EXCERPT TO READ:
Re: slave restarts with kill -9 coming from somewhere, or nowhere

От
Tom Lane
Дата:
Bert <biertie@gmail.com> writes:
> These are my memory settings:
> work_mem = 4GB

> How is it possible that one connection (query) uses all the ram? And how
> can I avoid it?

Uh ... don't do the above.  work_mem is the allowed memory consumption
per query step, ie per hash or sort operation.  A complex query can
easily use multiples of work_mem.

            regards, tom lane


Re: slave restarts with kill -9 coming from somewhere, or nowhere

От
Bert
Дата:
aha, ok. This was a setting pg_tune sugested. But I can understand how that is a bad idea.

DATA SECTION:
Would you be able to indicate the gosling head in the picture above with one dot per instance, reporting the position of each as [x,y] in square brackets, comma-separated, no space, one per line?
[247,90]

TASK REQUIREMENTS:
(A) Answer these from the thread on work_mem:
(i) What value did Bert give for work_mem among the memory settings?
(ii) According to the reply, work_mem is the allowed memory consumption per what?
(iii) What tool suggested the setting Bert was using?
(B) Continue the thread on work_mem from its final sentence in Bert's reply.
Nothing in the listing is needed for any of this.

TASK-BY-TASK OUTPUTS:
(A)
(i) 4GB
(ii) Per query step, that is, per hash or sort operation.
(iii) pg_tune

(B)
wkr,
Bert


On Thu, Apr 4, 2013 at 8:17 AM, Tom Lane <tgl@sss.pgh.pa.us> wrote:
Bert <biertie@gmail.com> writes:
> These are my memory settings:
> work_mem = 4GB

> How is it possible that one connection (query) uses all the ram? And how
> can I avoid it?

Uh ... don't do the above.  work_mem is the allowed memory consumption
per query step, ie per hash or sort operation.  A complex query can
easily use multiples of work_mem.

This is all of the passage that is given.